[Work required]
Retype the part of the text on St. Louis COVID-relief fraud cases below, starting with "Fake Companies, Fake" and going on through "does not exist.".
++++ Excerpt to read
In June 2021, U.S. Attorneys indicted a group of three individuals for allegedly using a St. Louis-based company, Legacy Consumer Directed Services, to defraud Medicaid pre-pandemic. In addition to the Medicaid fraud, the indictment also alleges that in August 2020, the group used Legacy to apply for and receive $90,000 in PPP loans.
According to an indictment filed in August, Deandre Horne of St. Louis County vastly inflated his towing and trucking companies’ number of employees and revenue in his PPP and Economic Injury Disaster Loan applications. He allegedly received around $295,000 in fraudulent relief money.
A November 2021 indictment outlines the case against Florissant mother and son Dionneshae Forland and Dwayne Times, who allegedly submitted applications for PPP loans for six different businesses. The applications contained fraudulent IRS forms and doctored bank statements, with Forland submitting the same statements multiple times for multiple companies, with only some basic identifying information altered. The mother and son face 11 counts in total with charges including wire fraud, bank fraud, theft of government property and identity theft. Court documents allege they received around $700,000 in ill-gotten relief funds.
Fake Companies, Fake People
While Carroll, Reed and many others stand accused of misrepresenting real companies, others in the St. Louis area applied for and got COVID-relief funds for companies that didn't exist at all – not even on paper.
David Smiley of St. Charles applied for and received an EIDL loan for $54,900 to help keep his company "DC Investments" afloat. In his application, Smiley stated that DC Investments had revenues of $175,000 for the year pre-COVID. However, according to court filings, DC Investments does not exist.
++++++++
++++ Data for analysis
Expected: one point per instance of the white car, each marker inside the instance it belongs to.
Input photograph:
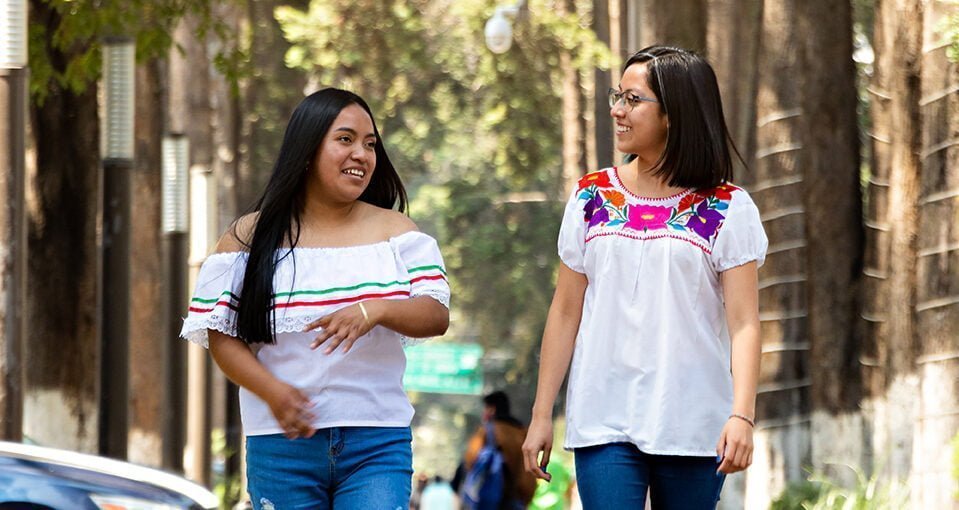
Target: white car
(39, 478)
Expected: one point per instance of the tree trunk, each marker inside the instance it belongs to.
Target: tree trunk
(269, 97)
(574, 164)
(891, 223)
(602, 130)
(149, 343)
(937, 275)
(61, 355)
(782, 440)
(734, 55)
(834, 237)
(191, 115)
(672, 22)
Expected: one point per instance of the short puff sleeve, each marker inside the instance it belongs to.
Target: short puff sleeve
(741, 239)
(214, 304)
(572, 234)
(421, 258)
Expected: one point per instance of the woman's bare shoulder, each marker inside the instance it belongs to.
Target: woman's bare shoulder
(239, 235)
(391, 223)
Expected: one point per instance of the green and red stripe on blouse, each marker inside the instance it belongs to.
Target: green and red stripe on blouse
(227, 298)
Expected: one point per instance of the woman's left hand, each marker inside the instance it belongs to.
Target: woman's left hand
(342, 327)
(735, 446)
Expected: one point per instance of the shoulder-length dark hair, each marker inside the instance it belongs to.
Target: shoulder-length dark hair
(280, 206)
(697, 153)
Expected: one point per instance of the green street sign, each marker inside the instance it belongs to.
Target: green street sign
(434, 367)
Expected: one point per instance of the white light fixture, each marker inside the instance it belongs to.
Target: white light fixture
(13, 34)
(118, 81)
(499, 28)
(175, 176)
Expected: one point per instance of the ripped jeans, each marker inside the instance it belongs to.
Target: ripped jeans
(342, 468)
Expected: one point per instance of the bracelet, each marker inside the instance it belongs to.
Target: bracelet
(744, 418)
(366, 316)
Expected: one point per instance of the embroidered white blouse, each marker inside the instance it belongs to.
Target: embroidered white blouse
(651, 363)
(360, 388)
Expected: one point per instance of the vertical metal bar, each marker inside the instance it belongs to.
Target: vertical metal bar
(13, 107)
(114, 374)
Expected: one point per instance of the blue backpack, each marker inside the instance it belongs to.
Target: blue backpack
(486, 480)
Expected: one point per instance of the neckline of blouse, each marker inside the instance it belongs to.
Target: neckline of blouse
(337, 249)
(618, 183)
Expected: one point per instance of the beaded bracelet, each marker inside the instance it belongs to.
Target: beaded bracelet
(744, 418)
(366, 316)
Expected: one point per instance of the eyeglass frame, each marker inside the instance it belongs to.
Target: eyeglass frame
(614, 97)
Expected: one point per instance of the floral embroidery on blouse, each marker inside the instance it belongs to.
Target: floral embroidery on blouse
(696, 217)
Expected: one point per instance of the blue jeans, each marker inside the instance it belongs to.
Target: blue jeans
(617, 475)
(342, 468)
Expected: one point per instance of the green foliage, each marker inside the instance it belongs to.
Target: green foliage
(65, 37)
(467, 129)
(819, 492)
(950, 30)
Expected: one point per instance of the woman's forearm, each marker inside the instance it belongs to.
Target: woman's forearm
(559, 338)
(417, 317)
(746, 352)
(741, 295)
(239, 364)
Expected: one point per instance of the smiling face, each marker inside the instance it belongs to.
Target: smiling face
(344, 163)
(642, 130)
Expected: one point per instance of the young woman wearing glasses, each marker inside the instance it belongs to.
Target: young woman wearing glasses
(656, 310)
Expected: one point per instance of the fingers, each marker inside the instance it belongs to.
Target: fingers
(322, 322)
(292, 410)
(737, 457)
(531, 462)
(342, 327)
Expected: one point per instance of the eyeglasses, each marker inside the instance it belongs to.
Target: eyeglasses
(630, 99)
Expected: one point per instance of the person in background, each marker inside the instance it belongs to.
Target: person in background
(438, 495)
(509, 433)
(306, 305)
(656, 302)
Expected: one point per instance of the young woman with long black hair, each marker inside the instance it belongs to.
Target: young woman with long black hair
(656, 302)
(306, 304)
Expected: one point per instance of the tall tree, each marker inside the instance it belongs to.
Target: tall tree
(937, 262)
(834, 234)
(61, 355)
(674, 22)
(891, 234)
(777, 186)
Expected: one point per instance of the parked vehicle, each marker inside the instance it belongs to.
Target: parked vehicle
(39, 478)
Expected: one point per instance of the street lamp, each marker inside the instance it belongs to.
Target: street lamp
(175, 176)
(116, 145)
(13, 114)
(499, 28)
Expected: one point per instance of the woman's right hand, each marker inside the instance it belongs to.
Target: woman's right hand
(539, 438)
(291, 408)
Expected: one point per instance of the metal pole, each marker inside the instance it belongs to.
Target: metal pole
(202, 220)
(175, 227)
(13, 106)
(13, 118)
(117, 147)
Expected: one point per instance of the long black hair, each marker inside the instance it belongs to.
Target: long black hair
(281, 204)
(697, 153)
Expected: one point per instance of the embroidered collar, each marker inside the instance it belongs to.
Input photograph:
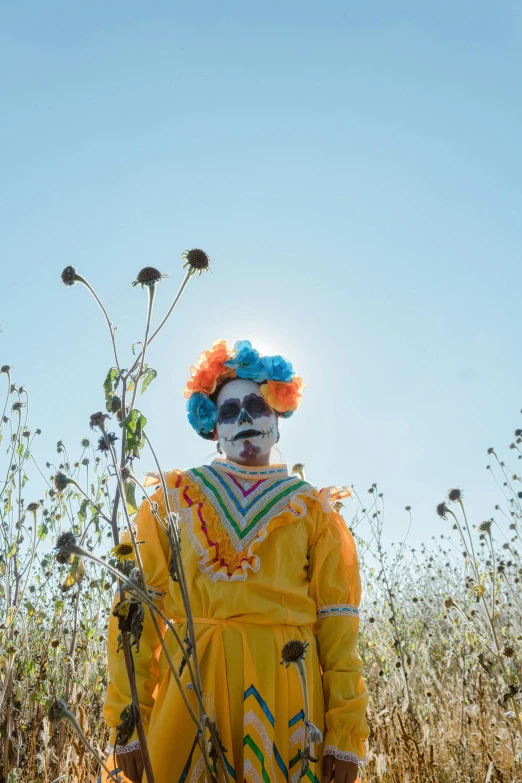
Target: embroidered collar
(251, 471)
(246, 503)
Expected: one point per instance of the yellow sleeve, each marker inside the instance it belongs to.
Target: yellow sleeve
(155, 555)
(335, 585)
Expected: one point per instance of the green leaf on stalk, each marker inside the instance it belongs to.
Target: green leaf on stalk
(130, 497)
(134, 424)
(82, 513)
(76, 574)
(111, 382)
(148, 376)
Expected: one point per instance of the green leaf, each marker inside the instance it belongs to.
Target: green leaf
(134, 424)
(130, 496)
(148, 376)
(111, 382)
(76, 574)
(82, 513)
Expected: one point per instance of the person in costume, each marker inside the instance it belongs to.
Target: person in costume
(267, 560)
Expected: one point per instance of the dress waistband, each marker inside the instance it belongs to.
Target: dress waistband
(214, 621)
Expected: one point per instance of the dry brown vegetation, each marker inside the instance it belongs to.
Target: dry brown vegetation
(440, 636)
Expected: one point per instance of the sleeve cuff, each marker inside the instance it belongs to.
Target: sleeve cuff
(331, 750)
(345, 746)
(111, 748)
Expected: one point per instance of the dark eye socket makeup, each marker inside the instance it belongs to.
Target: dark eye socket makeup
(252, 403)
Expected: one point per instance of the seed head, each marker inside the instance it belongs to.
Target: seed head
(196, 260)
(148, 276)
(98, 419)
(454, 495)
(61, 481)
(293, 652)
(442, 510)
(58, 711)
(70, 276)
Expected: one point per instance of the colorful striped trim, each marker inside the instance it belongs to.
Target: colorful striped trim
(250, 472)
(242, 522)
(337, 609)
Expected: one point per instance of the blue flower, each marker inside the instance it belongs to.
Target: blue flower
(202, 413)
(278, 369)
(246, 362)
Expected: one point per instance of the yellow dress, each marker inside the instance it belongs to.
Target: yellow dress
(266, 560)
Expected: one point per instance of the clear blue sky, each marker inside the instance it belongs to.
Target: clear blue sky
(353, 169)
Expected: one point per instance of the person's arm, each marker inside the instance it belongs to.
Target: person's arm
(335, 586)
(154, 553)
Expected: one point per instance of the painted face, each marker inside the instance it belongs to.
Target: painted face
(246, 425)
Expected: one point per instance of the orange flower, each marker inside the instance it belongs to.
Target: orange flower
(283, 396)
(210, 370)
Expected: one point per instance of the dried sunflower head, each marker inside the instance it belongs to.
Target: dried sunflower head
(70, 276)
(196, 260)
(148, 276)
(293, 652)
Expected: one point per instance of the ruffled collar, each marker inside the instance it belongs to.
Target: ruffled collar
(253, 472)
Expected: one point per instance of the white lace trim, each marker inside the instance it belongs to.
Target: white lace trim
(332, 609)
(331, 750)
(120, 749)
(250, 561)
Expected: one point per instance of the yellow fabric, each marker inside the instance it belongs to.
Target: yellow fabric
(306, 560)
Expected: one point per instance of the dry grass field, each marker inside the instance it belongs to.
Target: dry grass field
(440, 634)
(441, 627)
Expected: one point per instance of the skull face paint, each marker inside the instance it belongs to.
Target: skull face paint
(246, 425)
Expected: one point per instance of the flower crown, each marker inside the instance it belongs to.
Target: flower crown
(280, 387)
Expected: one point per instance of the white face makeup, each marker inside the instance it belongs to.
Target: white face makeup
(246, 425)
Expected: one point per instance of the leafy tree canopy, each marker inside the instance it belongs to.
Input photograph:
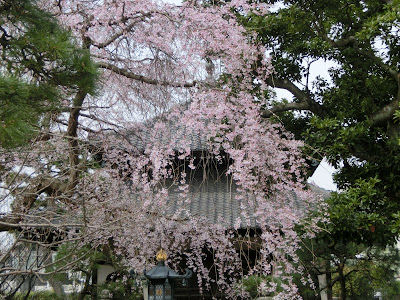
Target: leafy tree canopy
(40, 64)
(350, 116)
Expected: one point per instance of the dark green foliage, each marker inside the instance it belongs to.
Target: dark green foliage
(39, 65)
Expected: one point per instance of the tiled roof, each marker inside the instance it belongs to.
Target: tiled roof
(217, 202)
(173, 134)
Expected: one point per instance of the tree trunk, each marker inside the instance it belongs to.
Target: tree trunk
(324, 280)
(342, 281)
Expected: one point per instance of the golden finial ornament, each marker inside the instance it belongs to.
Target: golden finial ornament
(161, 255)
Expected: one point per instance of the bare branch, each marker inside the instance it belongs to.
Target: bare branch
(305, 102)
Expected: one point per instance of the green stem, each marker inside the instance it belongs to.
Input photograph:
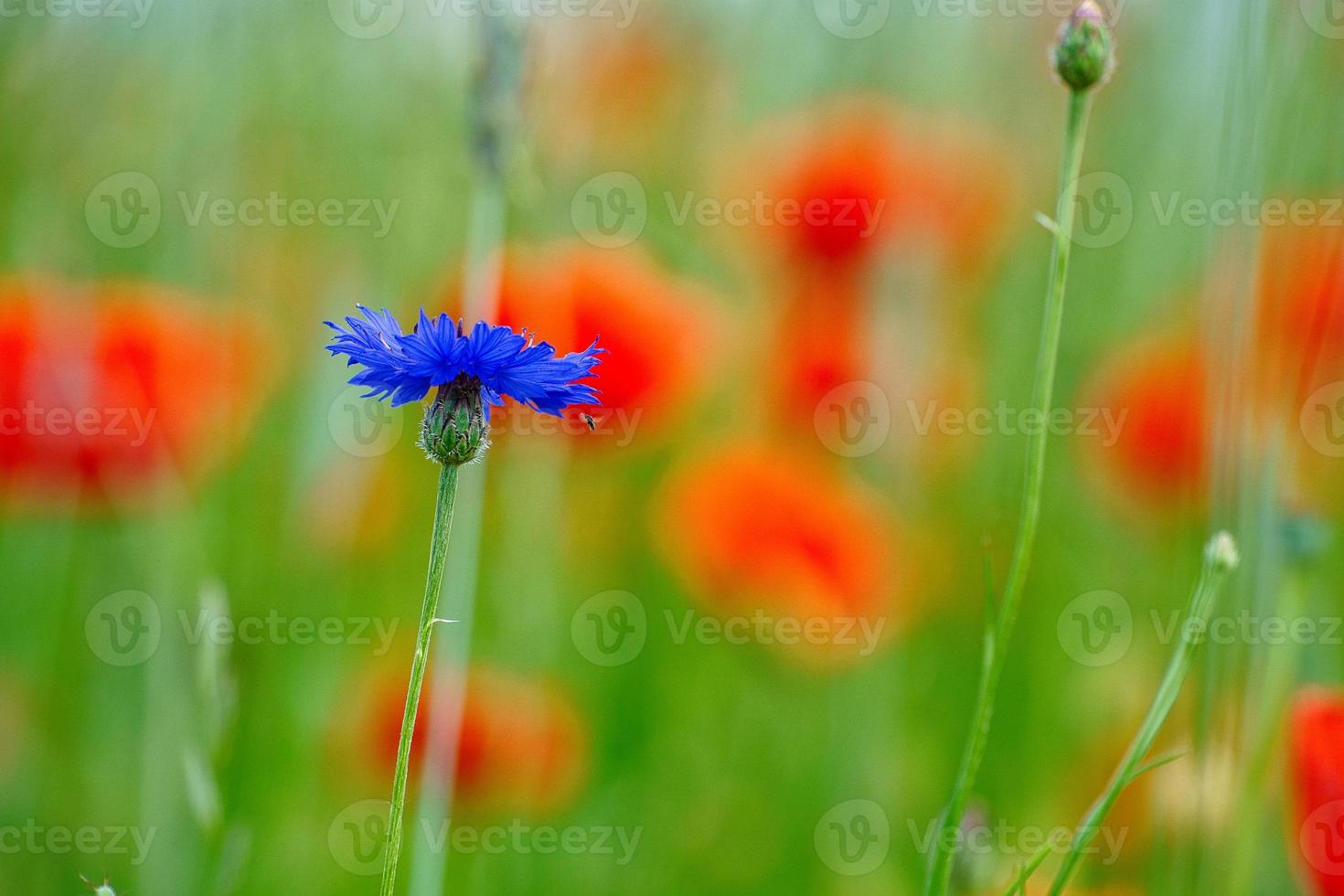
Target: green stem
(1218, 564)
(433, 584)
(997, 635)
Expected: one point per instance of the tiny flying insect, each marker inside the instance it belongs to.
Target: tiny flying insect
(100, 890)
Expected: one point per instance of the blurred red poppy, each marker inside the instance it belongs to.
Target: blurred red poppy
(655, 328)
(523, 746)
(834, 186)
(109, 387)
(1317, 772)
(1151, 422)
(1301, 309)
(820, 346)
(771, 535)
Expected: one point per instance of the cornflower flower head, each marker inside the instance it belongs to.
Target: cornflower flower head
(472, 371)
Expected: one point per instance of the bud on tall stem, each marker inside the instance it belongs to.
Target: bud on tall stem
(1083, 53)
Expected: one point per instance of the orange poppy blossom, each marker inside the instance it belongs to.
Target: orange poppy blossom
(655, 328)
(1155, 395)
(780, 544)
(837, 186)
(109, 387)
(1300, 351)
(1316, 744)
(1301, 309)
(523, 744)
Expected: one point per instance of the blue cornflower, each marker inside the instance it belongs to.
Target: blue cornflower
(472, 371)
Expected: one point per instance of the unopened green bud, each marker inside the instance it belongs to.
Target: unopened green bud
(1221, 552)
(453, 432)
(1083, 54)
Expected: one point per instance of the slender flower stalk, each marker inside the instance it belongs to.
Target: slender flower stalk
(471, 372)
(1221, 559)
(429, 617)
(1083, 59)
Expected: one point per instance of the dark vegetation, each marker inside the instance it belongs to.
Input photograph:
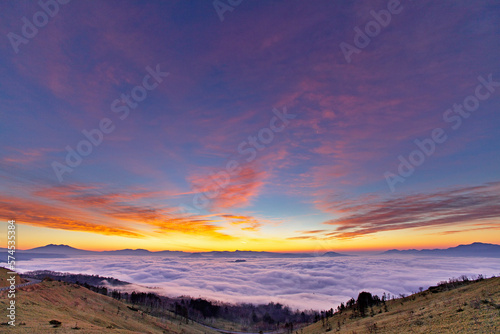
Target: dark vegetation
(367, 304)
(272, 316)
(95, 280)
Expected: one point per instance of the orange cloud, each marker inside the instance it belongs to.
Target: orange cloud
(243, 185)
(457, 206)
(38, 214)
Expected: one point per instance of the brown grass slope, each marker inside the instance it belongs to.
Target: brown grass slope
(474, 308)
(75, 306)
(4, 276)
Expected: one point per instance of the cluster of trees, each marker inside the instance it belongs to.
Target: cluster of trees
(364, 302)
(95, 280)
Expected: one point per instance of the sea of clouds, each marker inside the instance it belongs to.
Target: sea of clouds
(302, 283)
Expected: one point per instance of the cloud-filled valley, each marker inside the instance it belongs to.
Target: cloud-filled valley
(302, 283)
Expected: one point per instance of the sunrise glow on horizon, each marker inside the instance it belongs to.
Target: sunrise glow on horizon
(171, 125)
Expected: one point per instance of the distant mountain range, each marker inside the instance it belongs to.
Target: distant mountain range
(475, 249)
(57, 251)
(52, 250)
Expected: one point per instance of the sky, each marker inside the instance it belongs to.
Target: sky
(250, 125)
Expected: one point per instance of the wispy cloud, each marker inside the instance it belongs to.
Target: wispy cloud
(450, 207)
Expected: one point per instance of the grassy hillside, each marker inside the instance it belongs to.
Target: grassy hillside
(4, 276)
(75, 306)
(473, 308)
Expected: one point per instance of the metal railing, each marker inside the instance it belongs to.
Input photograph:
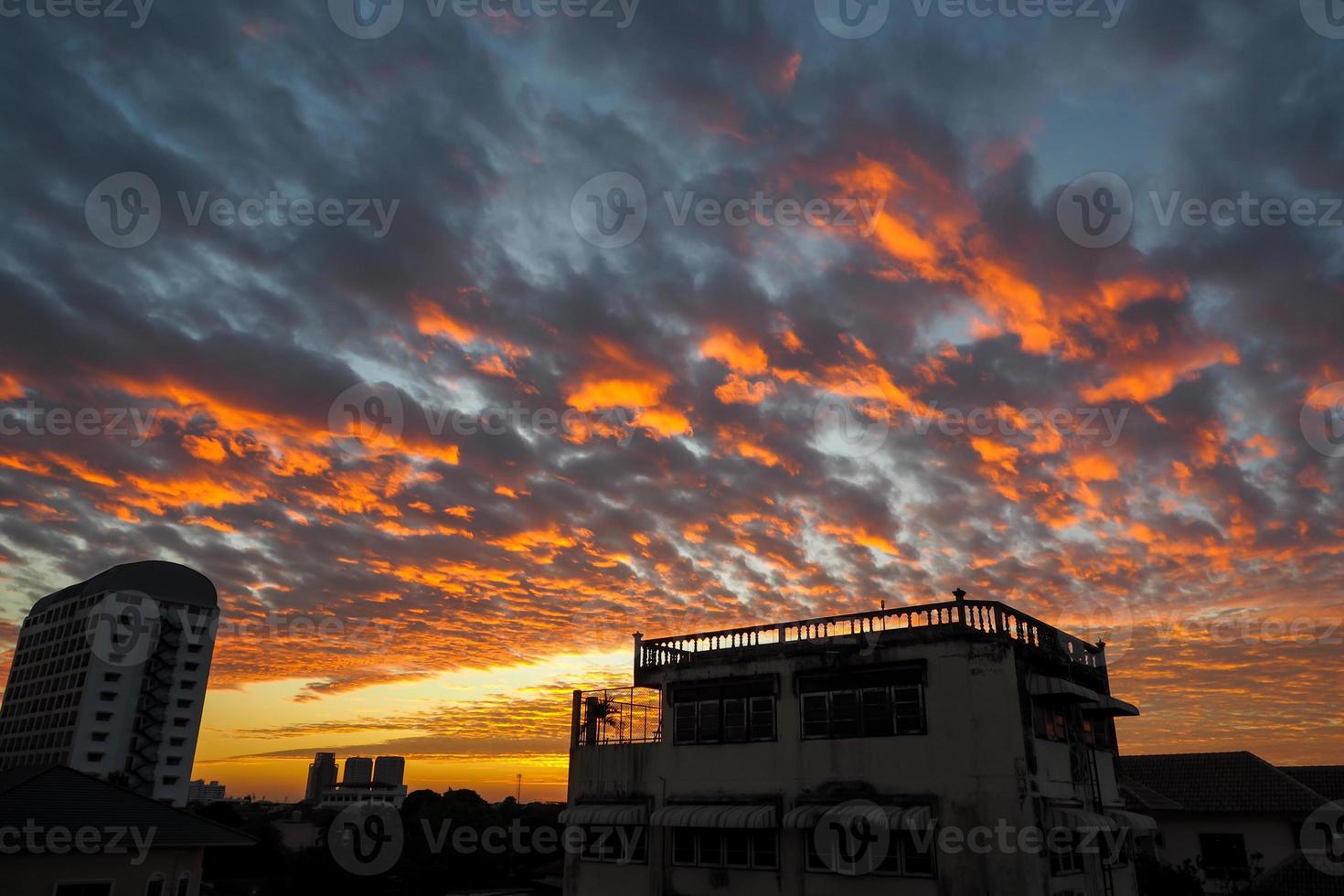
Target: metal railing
++++++++
[Task result]
Fake Companies, Fake People
While Carroll, Reed and many others stand accused of misrepresenting real companies, others in the St. Louis area applied for and got COVID-relief funds for companies that didn't exist at all – not even on paper.
David Smiley of St. Charles applied for and received an EIDL loan for $54,900 to help keep his company "DC Investments" afloat. In his application, Smiley stated that DC Investments had revenues of $175,000 for the year pre-COVID. However, according to court filings, DC Investments does not exist.